(Source document):
This is a journey that's taken us through twists and turns, challenges and triumphs. We are excited to take you behind the scenes of a project that's been close to our hearts and has ignited conversations in the tech world. We're diving into the journey of GitGuardian Honeytoken, a story of innovation, security, and a touch of digital intrigue.

Let's start with what Honeytoken is all about. At its core, it's a decoy hardcoded secret that can trigger alerts when used, reducing your mean time to detect any potential intrusions. In a keynote titled "The State of Cybersecurity – Year in Review," Mandiant/Google Cloud CEO Kevin Mandia underscored the significance of honeytokens as an indispensable tool for detecting intruders, particularly in scenarios where other security products might fall short. This sentiment resonates deeply with us. Our journey with Honeytoken began three months ago when we launched it in beta. This phase has been instrumental in refining our creation and gathering valuable feedback from our users. And now, with pride, we announce that Honeytoken has emerged from its cocoon, ready to make an impact on all our customers.

We have showcased Honeytoken's potential at conferences like DEFCON, Bsides, and RSA. We guided numerous individuals through a blue team capture the flag exercise that showcased the power of using honeytokens in detecting potential leaks. This simple yet powerful concept sparked thought-provoking discussions and was fueled by genuine curiosity and excitement. These interactions reinforced the importance of what we were building.

So, why did we venture into the realm of Honeytoken?

The answer lies in the increasingly intricate supply chain of modern software. In a world where safeguarding applications and cloud security is paramount, the reality is that achieving zero risk remains a challenging goal, even if you do everything by the (security) book. Hackers today have mastered the art of exploiting secrets, seeking that one flaw in the armor that grants them access to scores – even millions – of potential target companies.

We witnessed this rise in ecosystem-style supply chain attacks that exploit secrets. A notable example is the CircleCI incident, where attackers accessed a CircleCI engineer's endpoints. From there, they used the secrets they found in the source code to gain higher privileges and move around within the organization. They accessed production databases, GitHub OAuth tokens of CircleCI customers, and other sensitive build information.

Interestingly, one savvy CircleCI customer had set up an AWS honeytoken alongside their actual build secrets. This acted as a decoy, and when the attacker tried to scan for secrets, they triggered this honeytoken. This alerted the user to the potential compromise, and they promptly informed CircleCI about the issue. This customer was among the first to know about the breach, even before it was officially disclosed.

(Dataset content):
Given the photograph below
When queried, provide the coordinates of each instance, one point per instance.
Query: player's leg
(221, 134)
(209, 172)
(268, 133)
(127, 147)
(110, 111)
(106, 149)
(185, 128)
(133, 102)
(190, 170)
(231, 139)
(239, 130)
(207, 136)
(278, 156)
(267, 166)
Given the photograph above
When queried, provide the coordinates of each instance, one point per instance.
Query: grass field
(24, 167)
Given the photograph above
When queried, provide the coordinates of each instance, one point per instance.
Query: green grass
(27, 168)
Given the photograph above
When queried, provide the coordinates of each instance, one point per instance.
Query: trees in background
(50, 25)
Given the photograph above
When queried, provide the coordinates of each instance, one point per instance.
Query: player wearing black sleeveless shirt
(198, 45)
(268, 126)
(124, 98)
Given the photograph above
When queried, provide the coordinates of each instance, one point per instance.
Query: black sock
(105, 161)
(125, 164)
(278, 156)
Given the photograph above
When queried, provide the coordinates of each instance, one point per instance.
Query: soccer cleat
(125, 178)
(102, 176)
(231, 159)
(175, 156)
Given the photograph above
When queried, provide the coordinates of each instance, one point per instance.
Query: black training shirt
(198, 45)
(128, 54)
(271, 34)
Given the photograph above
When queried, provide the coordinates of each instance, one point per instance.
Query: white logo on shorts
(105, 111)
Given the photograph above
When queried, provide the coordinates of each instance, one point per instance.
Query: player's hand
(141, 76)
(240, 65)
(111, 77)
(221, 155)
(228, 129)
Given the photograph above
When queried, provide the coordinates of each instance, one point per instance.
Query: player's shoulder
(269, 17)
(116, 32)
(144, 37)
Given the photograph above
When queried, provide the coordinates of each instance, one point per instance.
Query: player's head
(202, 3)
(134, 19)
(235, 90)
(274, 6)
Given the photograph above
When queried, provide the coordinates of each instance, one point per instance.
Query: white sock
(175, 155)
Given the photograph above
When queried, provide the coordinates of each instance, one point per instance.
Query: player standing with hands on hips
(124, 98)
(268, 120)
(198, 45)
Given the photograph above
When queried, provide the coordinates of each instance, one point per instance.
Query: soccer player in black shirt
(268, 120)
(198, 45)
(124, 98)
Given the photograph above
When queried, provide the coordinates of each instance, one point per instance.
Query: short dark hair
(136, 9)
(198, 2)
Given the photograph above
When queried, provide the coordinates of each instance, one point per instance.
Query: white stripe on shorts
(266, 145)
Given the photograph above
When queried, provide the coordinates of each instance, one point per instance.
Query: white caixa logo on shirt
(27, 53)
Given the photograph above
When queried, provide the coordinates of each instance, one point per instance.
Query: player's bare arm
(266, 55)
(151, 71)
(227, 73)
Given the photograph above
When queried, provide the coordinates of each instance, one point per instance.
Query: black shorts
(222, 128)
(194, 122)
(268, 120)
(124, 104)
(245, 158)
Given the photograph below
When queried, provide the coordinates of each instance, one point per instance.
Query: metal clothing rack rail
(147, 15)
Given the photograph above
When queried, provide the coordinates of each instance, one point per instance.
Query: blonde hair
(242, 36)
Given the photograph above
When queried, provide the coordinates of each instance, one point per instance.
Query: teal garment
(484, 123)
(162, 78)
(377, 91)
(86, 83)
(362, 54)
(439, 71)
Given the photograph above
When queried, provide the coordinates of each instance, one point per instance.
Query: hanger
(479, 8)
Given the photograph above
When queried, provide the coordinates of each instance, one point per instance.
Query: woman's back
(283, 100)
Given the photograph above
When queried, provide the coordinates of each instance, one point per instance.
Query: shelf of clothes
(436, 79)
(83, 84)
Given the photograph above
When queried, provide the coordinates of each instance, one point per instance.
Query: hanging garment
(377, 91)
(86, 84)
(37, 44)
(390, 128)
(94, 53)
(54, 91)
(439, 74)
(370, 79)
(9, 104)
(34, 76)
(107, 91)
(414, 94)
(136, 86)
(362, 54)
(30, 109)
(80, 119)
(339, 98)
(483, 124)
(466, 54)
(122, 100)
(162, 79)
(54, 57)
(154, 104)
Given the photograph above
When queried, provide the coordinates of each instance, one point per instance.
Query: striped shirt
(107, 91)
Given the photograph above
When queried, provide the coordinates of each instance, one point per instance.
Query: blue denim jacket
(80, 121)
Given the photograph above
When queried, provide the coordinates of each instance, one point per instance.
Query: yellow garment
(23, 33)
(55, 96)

(Prompt): List every conference where, according to the Honeytoken article, Honeytoken's potential was showcased. The lines after the Honeytoken article are separate material.

(Response area): DEFCON, Bsides, RSA